これまで抗ヒスタミン薬の種類と有効性・副作用について様々な論文を取り上げてきました。
抗ヒスタミンと小児のかぜを研究した論文は複数あり、他のかぜ薬と比較すると割と充実している印象でした。
その反面、有効性はかなり限定的で、例えば数日飲んだからといって、鼻水の改善効果は期待できない研究結果ばかりでした。
また、急性中耳炎や滲出性中耳炎で使用をしてもあまり改善効果は期待できないばかりか、眠気や易刺激性といった副作用のリスクが上昇する懸念もあります。
また、研究の質に疑問点は残るものの、熱性けいれんを誘発させたり、持続時間が長くなる懸念がされています。
抗ヒスタミン薬の種類について
まず抗ヒスタミン薬の種類については、こちらで簡単に解説をしています。手短に解説すると、抗ヒスタミン薬は
- 第一世代
- 第二世代
と分かれています。
非常に大まかに分けると、第一世代の抗ヒスタミン薬は効能が強い反面、副作用もきついです。
特に鎮静性が強いため、内服したお子さんに眠気やふらつきが出やすいです。
一方で第二世代の抗ヒスタミン薬は効能はやや弱いけれども、神経系への副作用は弱いと考えられています。しかし、ケトチフェン(ザジテン®︎)など一部の薬は第一世代の抗ヒスタミン薬と同じくらいの鎮静性があるかもしれません。
抗ヒスタミン薬と小児のかぜ症状について
咳について
これまでの抗ヒスタミン薬のシリーズで個別にはあげてきませんでしたが、抗ヒスタミン薬が夜間の咳を軽快させるかの研究が行われています。
例えばこちらの研究を以前紹介しました。
こちらではデキストロメトルファン vs ジフェンヒドラミン vs プラセボで咳止めの効果を検討しています。
プラセボ(偽薬)と比較して、第一世代の抗ヒスタミン薬であるジフェンヒドラミンの咳止め効果は認めませんでした。
こちらの研究では、プラセボ(デーツシロップ)と比較して、やや咳の症状を抑える印象でした。しかし、咳止め効果としては、蜂蜜より劣っています。
研究数が少ないので確定的なことをいうのは難しいですが、抗ヒスタミン薬の咳止めとしての位置付けは、
- 蜂蜜以下
- プラセボ以上か同等
となります。
これらの研究の問題点としては短期間(一夜)しか行われていない点です。

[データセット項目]
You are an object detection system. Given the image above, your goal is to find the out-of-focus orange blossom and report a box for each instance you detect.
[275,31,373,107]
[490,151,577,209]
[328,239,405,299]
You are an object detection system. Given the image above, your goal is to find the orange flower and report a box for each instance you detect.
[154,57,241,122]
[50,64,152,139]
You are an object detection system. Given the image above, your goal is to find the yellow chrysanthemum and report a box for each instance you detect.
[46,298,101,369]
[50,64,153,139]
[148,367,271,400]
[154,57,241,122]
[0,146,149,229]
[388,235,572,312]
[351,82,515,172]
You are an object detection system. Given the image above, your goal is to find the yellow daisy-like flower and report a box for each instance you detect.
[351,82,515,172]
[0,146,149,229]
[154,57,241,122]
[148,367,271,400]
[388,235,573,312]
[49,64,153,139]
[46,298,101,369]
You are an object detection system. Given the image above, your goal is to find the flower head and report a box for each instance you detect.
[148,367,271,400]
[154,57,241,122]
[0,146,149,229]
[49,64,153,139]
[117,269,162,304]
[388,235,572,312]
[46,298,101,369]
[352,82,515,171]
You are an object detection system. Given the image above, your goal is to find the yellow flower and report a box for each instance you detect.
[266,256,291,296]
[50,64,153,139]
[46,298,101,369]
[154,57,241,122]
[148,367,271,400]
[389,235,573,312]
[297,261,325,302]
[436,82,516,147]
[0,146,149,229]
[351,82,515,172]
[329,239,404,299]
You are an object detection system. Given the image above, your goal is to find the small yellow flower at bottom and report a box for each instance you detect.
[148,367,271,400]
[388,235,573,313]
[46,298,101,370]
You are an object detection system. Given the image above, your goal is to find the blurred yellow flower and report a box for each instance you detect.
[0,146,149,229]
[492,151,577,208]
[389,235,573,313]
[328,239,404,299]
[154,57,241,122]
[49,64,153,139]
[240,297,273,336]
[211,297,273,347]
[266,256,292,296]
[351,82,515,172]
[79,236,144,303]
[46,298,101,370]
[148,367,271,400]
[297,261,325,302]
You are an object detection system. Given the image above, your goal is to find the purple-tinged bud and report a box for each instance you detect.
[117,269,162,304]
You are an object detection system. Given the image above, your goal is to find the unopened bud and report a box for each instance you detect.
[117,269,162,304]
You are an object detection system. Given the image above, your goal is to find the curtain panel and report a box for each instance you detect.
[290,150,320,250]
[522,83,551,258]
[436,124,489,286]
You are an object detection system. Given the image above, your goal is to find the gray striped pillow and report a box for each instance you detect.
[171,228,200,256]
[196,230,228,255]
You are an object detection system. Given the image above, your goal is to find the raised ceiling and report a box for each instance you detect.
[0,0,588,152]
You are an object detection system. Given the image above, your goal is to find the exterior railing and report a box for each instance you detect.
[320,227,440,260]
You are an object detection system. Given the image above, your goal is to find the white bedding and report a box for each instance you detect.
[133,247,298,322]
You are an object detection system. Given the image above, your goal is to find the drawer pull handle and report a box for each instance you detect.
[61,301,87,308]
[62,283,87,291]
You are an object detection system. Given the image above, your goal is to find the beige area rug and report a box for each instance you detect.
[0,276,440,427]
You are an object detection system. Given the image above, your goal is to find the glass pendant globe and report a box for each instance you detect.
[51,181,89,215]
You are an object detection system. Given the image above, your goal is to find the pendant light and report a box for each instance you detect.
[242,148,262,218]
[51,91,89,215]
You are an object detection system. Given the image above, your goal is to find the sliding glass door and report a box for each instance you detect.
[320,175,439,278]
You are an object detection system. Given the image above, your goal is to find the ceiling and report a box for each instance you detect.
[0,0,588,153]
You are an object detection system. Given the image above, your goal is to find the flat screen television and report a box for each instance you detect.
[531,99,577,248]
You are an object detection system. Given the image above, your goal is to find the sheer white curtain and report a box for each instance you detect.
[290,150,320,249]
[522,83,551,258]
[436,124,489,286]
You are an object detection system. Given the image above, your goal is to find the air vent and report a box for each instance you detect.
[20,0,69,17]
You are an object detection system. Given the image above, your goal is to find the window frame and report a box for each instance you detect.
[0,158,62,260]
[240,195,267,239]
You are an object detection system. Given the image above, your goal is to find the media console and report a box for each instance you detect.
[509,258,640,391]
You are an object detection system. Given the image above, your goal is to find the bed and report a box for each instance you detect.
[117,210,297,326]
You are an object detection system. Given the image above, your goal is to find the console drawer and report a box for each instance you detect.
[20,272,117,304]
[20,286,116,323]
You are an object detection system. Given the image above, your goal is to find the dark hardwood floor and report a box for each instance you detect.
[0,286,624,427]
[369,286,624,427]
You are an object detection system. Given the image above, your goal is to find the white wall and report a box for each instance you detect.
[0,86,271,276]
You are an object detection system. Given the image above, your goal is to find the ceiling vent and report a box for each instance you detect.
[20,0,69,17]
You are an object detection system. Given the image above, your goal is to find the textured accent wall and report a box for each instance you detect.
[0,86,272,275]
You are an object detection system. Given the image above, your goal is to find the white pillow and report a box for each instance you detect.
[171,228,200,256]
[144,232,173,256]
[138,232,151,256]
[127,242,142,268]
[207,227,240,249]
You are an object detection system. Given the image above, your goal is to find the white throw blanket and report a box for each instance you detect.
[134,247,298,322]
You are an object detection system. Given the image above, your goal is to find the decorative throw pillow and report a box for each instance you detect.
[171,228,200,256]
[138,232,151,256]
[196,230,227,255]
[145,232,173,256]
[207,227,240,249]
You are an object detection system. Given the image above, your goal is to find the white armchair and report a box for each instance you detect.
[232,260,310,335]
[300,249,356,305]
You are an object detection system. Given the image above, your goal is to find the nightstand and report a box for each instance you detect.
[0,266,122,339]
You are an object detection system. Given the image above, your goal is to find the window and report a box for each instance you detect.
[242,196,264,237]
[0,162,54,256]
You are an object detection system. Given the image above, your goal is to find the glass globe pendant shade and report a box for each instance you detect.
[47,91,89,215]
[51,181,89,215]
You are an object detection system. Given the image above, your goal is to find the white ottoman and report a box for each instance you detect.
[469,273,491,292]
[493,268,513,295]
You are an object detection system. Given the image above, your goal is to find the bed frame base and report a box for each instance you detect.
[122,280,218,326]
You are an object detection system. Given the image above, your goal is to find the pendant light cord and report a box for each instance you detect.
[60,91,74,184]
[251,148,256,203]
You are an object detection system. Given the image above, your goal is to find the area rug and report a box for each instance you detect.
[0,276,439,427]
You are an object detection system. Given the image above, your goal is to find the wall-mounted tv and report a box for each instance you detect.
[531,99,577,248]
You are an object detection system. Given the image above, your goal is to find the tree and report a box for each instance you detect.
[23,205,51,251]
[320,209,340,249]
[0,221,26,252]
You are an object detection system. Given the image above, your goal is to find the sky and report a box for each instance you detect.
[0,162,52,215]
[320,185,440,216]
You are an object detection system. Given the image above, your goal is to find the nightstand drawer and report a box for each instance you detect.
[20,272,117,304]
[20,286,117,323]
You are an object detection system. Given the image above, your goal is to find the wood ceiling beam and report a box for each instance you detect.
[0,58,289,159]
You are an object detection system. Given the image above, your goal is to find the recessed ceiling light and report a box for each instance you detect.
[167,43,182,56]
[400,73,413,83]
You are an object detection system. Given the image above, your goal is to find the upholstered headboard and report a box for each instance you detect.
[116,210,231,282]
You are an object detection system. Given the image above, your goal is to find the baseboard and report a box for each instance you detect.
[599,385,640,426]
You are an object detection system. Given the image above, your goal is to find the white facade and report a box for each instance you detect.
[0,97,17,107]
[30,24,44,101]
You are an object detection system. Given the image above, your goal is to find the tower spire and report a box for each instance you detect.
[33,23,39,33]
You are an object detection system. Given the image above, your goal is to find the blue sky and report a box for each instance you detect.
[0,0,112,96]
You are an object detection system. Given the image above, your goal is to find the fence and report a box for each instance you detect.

作業依頼:
抗ヒスタミン薬についての本文のうち「特に鎮静性が強いため、内服したお子さんに眠気やふらつきが出やすいです。」から「ては、蜂蜜より劣っています。」までを、「お子さん」を「子ども」に差し替えて書き出してください。

作業結果:
特に鎮静性が強いため、内服した子どもに眠気やふらつきが出やすいです。
一方で第二世代の抗ヒスタミン薬は効能はやや弱いけれども、神経系への副作用は弱いと考えられています。しかし、ケトチフェン(ザジテン®︎)など一部の薬は第一世代の抗ヒスタミン薬と同じくらいの鎮静性があるかもしれません。
抗ヒスタミン薬と小児のかぜ症状について
咳について
これまでの抗ヒスタミン薬のシリーズで個別にはあげてきませんでしたが、抗ヒスタミン薬が夜間の咳を軽快させるかの研究が行われています。
例えばこちらの研究を以前紹介しました。
こちらではデキストロメトルファン vs ジフェンヒドラミン vs プラセボで咳止めの効果を検討しています。
プラセボ(偽薬)と比較して、第一世代の抗ヒスタミン薬であるジフェンヒドラミンの咳止め効果は認めませんでした。
こちらの研究では、プラセボ(デーツシロップ)と比較して、やや咳の症状を抑える印象でした。しかし、咳止め効果としては、蜂蜜より劣っています。